• _Records provided_:

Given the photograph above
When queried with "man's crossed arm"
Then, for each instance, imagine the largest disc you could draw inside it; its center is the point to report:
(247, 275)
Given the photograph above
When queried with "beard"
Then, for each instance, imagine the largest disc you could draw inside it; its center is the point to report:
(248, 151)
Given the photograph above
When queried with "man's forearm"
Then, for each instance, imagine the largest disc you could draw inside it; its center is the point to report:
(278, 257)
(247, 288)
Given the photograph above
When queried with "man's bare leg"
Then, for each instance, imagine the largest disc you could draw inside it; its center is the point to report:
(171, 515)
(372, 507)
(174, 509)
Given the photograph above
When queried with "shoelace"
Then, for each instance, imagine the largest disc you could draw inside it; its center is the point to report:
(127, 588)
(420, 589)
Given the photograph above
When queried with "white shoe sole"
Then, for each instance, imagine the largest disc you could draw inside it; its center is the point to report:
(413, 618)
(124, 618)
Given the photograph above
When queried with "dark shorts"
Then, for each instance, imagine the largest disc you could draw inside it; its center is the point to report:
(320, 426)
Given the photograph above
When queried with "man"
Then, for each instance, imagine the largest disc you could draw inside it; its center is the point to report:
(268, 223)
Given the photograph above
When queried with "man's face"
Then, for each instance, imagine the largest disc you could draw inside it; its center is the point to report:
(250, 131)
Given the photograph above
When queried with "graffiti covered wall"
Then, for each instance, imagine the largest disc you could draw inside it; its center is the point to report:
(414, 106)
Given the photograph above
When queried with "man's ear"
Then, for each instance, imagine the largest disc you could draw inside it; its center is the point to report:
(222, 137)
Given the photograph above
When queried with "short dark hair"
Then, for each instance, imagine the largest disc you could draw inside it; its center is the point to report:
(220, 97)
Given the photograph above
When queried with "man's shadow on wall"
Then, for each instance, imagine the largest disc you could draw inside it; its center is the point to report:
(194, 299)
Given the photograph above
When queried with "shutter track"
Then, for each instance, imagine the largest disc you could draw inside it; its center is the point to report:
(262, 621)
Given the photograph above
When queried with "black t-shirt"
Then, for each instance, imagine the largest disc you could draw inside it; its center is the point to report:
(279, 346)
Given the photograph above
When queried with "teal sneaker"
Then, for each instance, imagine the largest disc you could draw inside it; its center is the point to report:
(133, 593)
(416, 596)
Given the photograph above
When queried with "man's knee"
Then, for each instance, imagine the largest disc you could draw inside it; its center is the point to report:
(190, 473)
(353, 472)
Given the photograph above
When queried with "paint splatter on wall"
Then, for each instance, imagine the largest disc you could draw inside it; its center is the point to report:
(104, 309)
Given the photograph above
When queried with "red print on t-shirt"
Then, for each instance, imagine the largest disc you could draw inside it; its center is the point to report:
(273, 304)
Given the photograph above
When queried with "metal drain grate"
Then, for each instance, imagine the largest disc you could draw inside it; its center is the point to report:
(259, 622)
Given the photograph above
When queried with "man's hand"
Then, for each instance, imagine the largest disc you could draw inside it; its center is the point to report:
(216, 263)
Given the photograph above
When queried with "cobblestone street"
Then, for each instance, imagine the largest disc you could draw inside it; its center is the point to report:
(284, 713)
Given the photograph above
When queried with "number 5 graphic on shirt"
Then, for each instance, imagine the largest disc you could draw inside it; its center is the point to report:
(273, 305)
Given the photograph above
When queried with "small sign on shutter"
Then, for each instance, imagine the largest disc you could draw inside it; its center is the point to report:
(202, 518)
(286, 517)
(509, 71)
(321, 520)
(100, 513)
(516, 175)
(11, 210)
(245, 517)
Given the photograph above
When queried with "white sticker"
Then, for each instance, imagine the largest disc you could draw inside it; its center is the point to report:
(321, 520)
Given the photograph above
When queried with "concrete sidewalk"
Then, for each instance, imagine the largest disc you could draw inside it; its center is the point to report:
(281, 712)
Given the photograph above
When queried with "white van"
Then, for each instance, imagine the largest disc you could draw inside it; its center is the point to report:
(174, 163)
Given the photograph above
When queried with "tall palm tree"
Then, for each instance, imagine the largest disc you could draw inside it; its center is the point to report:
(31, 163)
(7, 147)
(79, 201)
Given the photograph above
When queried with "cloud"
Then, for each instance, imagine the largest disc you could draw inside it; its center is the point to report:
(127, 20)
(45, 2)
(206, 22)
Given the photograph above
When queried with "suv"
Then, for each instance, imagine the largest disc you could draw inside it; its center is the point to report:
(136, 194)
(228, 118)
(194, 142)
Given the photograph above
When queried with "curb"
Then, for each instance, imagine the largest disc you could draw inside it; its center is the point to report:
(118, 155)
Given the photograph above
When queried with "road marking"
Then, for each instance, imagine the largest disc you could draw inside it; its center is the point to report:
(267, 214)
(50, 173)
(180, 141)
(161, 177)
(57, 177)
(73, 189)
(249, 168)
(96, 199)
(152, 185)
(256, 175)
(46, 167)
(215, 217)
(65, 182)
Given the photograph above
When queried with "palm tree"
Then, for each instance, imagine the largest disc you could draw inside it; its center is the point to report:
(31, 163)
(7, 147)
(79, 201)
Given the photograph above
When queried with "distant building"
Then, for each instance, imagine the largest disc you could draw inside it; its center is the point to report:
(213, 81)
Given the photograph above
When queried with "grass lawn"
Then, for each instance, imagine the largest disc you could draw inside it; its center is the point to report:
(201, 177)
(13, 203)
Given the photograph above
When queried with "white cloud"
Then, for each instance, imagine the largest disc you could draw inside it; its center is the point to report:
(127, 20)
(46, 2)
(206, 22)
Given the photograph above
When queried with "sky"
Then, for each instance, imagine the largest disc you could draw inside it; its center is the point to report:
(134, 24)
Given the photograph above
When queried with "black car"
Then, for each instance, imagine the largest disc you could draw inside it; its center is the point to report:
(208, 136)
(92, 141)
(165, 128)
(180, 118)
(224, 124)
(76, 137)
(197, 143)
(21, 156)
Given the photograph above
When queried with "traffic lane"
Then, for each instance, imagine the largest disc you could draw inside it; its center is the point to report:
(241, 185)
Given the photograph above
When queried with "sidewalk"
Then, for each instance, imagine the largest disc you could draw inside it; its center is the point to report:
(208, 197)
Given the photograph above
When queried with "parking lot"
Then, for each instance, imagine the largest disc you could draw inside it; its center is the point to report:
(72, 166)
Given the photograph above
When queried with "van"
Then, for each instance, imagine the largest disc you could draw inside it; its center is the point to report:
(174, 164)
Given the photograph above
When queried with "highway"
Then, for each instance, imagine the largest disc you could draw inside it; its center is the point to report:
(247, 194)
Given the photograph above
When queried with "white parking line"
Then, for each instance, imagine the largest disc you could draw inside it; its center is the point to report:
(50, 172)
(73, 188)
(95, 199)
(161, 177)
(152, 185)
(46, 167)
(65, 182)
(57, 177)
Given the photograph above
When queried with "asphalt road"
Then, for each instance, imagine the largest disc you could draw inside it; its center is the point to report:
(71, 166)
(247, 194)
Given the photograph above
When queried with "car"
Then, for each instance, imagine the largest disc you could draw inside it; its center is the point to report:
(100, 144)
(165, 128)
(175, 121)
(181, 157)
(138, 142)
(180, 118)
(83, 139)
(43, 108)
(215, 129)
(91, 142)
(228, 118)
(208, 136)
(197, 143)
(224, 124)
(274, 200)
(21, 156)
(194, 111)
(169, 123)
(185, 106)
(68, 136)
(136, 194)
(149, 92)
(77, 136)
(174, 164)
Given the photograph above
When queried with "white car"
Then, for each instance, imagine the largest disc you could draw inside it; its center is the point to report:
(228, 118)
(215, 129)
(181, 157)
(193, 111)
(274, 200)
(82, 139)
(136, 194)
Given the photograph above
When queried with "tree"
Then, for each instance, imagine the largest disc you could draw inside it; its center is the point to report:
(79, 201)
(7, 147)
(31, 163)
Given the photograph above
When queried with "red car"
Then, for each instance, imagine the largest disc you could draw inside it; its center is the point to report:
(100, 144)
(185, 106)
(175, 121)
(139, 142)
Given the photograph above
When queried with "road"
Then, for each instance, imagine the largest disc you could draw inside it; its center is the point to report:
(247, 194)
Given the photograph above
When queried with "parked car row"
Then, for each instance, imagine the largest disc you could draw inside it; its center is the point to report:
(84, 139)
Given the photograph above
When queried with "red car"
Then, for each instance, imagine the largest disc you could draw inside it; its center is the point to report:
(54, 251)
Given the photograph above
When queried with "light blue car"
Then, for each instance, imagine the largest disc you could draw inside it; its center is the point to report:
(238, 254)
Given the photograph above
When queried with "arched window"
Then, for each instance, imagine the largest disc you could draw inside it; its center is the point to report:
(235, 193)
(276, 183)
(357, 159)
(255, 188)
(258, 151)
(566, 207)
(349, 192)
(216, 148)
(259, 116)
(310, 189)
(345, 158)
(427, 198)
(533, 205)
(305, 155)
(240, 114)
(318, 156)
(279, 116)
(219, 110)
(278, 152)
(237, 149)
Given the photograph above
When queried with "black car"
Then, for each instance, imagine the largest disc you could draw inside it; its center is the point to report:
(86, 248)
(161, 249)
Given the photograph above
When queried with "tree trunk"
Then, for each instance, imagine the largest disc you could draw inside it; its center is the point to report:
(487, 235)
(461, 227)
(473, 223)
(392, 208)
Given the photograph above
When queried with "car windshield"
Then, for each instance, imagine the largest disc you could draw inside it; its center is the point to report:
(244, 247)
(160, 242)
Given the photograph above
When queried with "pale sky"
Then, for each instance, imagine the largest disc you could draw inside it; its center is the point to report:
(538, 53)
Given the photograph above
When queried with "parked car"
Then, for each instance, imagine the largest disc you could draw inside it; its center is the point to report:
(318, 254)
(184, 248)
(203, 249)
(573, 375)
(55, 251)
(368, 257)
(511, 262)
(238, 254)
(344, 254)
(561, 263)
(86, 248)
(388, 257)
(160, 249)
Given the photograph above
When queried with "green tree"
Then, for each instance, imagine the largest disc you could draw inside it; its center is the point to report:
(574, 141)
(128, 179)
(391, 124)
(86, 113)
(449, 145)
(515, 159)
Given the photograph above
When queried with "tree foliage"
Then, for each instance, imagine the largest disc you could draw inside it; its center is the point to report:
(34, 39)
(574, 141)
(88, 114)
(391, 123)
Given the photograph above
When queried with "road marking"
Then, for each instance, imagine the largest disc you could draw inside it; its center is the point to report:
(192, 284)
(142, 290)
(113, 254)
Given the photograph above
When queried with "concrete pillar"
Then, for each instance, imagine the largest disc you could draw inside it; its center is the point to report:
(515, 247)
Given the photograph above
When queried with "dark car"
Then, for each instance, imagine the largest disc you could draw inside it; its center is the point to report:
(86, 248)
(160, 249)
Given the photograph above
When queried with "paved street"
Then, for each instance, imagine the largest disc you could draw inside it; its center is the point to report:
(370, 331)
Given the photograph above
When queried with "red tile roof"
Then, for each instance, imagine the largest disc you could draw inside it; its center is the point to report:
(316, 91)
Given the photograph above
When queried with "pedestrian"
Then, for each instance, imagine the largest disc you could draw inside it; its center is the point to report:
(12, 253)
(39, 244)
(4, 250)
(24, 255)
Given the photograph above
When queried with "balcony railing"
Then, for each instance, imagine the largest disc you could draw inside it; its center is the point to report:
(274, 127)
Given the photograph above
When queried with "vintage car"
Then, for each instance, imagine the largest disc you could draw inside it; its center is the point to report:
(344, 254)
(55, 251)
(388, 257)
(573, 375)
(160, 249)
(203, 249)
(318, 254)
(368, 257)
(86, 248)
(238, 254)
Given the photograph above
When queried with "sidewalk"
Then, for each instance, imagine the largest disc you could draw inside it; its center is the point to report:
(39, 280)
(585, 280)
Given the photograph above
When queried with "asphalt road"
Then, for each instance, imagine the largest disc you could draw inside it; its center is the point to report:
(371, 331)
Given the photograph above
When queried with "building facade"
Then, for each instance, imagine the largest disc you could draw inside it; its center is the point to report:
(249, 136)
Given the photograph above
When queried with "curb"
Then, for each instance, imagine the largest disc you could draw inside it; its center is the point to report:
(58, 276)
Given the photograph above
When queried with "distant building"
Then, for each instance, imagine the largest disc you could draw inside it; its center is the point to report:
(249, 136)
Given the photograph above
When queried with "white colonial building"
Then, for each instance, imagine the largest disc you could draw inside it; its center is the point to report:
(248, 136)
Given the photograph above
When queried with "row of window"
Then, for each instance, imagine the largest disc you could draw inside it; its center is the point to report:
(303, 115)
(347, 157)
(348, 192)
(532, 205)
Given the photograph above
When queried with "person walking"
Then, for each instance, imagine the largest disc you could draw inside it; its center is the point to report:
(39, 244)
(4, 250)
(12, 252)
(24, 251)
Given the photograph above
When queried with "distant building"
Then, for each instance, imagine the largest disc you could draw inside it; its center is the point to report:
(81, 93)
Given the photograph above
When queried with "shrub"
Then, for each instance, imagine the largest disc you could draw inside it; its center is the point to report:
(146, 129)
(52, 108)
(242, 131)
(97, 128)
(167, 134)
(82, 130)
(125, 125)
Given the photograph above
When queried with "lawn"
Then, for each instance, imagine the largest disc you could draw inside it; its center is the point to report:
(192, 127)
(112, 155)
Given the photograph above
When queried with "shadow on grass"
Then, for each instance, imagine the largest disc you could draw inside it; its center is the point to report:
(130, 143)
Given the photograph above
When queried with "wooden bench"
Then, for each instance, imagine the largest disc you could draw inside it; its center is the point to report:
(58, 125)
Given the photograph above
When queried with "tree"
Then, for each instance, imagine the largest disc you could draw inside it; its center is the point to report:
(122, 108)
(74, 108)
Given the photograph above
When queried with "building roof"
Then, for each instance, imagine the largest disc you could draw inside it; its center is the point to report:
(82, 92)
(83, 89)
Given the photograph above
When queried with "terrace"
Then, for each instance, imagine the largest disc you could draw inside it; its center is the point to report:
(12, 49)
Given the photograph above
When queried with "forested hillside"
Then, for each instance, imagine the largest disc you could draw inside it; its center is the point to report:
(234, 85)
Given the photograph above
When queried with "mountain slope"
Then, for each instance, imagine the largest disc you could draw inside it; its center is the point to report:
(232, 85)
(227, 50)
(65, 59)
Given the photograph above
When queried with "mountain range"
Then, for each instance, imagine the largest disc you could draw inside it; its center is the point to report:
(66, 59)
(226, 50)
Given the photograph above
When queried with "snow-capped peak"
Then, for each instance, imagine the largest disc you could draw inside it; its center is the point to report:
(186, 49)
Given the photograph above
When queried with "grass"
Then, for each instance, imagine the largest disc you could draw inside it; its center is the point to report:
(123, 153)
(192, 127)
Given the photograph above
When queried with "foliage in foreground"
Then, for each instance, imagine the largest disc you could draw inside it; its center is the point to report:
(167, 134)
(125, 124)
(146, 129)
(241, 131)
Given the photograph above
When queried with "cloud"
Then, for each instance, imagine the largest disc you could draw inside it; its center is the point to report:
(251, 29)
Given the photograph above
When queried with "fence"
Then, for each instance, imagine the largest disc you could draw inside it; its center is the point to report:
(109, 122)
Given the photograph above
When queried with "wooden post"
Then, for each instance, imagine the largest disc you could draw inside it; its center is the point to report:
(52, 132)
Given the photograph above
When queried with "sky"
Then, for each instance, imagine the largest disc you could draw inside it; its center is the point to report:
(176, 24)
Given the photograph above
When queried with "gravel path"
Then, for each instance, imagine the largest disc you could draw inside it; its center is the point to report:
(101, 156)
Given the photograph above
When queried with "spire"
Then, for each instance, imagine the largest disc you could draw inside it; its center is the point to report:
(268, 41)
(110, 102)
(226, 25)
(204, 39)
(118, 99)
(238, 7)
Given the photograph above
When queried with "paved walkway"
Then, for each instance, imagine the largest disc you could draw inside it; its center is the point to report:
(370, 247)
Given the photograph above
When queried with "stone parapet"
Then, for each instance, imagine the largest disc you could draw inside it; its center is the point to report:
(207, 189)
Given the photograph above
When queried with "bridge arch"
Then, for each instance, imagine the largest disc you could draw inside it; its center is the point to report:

• _Exercise aim_:
Copy out each line of the records where the string "parking" appears.

• _Response to this exercise_:
When queried with "parking lot"
When queried with "white parking line"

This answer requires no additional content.